__Data for processing__:
+--
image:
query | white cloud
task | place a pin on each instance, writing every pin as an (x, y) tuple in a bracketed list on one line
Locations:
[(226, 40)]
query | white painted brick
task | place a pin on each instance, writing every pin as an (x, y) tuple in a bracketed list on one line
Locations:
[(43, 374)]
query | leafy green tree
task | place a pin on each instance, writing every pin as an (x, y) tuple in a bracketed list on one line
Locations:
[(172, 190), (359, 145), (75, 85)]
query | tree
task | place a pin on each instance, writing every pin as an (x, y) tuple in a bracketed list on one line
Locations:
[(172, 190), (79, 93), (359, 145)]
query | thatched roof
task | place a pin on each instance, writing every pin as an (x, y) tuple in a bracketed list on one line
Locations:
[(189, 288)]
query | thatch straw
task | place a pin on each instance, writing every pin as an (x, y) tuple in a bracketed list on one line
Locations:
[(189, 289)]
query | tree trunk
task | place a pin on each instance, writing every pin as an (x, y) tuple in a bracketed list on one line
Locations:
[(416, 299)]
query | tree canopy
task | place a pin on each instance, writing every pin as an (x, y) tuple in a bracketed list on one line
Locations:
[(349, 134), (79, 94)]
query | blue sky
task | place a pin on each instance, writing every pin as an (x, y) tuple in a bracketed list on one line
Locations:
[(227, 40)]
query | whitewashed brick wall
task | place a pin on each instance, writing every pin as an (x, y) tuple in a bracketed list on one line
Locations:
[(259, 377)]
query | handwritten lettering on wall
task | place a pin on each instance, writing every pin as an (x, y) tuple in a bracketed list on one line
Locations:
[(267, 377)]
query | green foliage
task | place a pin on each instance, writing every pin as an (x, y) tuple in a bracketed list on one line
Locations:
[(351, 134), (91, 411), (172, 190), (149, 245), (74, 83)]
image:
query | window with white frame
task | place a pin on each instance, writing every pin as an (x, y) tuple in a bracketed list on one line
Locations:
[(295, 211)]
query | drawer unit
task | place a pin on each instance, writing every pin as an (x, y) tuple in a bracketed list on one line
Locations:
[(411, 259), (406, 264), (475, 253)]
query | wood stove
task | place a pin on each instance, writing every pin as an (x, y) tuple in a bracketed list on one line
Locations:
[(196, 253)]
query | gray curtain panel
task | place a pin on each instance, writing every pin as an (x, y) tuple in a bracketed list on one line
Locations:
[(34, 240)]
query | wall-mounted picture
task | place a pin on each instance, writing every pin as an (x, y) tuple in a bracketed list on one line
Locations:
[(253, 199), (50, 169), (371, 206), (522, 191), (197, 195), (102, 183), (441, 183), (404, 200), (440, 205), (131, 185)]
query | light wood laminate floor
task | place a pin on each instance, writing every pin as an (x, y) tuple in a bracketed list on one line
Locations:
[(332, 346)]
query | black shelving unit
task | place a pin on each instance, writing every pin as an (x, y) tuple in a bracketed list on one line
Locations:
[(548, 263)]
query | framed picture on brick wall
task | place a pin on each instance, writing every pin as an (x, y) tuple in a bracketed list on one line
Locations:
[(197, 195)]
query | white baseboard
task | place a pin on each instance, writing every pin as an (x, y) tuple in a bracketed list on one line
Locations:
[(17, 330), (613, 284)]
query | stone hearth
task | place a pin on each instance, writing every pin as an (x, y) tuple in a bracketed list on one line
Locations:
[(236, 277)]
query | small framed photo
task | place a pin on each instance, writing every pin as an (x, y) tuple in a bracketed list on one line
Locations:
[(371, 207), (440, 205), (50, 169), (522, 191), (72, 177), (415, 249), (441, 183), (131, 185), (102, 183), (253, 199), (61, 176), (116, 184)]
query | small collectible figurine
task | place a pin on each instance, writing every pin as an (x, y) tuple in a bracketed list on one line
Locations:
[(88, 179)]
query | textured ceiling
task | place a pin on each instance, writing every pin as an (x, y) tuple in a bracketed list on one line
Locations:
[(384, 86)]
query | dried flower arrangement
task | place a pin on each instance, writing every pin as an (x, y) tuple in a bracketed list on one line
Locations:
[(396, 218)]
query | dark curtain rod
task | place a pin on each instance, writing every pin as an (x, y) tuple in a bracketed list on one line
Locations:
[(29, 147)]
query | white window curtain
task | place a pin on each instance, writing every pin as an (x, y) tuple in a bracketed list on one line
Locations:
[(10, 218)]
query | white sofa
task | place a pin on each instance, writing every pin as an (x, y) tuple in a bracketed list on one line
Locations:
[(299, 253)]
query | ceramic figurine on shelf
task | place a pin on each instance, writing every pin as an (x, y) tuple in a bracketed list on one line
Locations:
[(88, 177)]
+--
__Aim of the exercise__:
Copy the lines above verbatim.

__Solution to the exercise__:
image:
query | white cloud
task | place a pin on each instance, writing every pin as an (x, y) tuple in a bracketed list on one line
Locations:
[(226, 40)]
query | white painted brick
task | place a pin on each instance, writing every pin as an (x, y) tuple in a bracketed list on one line
Locations:
[(43, 374)]
query | leafy green tree
task | place a pin on each instance, writing every pin as an (x, y) tuple in a bracketed list on one line
Locations:
[(172, 190), (359, 145), (75, 85)]
query | tree
task | place a pin on each instance, writing every pin as an (x, y) tuple in a bracketed list on one line
Locations:
[(172, 190), (79, 93), (359, 145)]
query | thatched roof
task | place a pin on each instance, writing every pin as an (x, y) tuple in a bracketed list on one line
Locations:
[(189, 288)]
query | thatch straw
task | place a pin on each instance, writing every pin as an (x, y) tuple in a bracketed list on one line
Locations:
[(189, 289)]
query | tree trunk
task | place a pin on each instance, writing every pin as an (x, y) tuple in a bracketed list on one line
Locations:
[(416, 299)]
query | tree canopy
task | place a pin on each instance, writing every pin as an (x, y) tuple in a bracketed list on one line
Locations:
[(349, 134), (79, 94)]
query | blue sky
task | place a pin on each instance, writing every pin as an (x, y) tuple in a bracketed list on one line
Locations:
[(227, 40)]
query | whitewashed brick wall
task | place a pin on each instance, writing every pin as an (x, y) tuple in a bracketed list on one line
Locations:
[(259, 377)]
query | handwritten lettering on wall
task | place a pin on each instance, writing every pin as an (x, y) tuple in a bracketed list on one line
Locations:
[(267, 377)]
query | green foliage
task | place a pin on each instance, writing every pin as an (x, y) tuple in a bracketed list on one line
Locations:
[(351, 134), (91, 411), (172, 190), (149, 245), (74, 83)]
image:
query | window with white frame
task | place a pin on each instance, writing every pin as an (x, y) tuple in a bracketed list on one line
Locations:
[(295, 211)]
query | drawer unit
task | place a pin on each instance, writing every pin as an (x, y) tuple in a bracketed list on one line
Locations:
[(411, 259), (406, 264), (475, 253)]
query | wood stove
task | place a pin on each instance, writing every pin as an (x, y) tuple in a bracketed list on one line
Locations:
[(196, 253)]
query | gray curtain panel
task | place a pin on each instance, writing every pin as an (x, y) tuple in a bracketed list on one line
Locations:
[(34, 240)]
query | wall-mounted picture
task | place a pin on each instance, writing every pin as an (x, y) tuple in a bracketed list on one line
Locations:
[(253, 199), (50, 169), (371, 206), (522, 191), (197, 195), (102, 183), (441, 183), (404, 200), (440, 205), (131, 185)]
query | light wood laminate floor
task | place a pin on each instance, writing every pin as an (x, y) tuple in a bracketed list on one line
Locations:
[(332, 346)]
query | black shelving unit
task | place a pin on each instance, writing every pin as an (x, y) tuple in a bracketed list on one line
Locations:
[(548, 263)]
query | framed picture on brick wall
task | place a pin on each instance, writing every pin as an (x, y) tuple in a bracketed list on one line
Locations:
[(197, 195)]
query | white baseboard
task | place a pin on each instance, writing every pin as an (x, y) tuple in a bracketed list on one line
Locations:
[(17, 330), (613, 284)]
query | stone hearth
task | place a pin on each instance, writing every pin as an (x, y) tuple in a bracketed list on one line
Locations:
[(236, 277)]
query | small framed photo
task | place a pin on each instance, writing every pin as an (x, y) tuple in a bracketed list on one line
Locations:
[(371, 207), (440, 205), (50, 169), (522, 191), (72, 177), (415, 249), (441, 183), (131, 185), (102, 183), (253, 199), (61, 176), (116, 184)]
query | small collectible figurine
task | place a pin on each instance, writing every pin as an (x, y) tuple in a bracketed list on one line
Locations:
[(88, 179)]
query | textured ceiling
task | place a pin on each instance, writing every pin as an (x, y) tuple in a bracketed list on one line
Locations:
[(384, 86)]
query | dried flower arrangement
task | place a pin on each instance, writing every pin as an (x, y) tuple in a bracketed list on one line
Locations:
[(396, 218)]
query | dark curtain rod
task | place a pin on each instance, writing every pin as an (x, y) tuple in a bracketed list on one line
Locations:
[(29, 147)]
query | white window curtain
task | place a pin on each instance, writing every pin as an (x, y) tuple in a bracketed list on one line
Locations:
[(10, 218)]
query | white sofa
task | place a pin on each instance, writing every pin as an (x, y) tuple in a bracketed list on one line
Locations:
[(299, 253)]
query | ceramic figurine on shelf
task | place a pin on each instance, writing every pin as an (x, y) tuple in a bracketed list on one line
Locations:
[(88, 177)]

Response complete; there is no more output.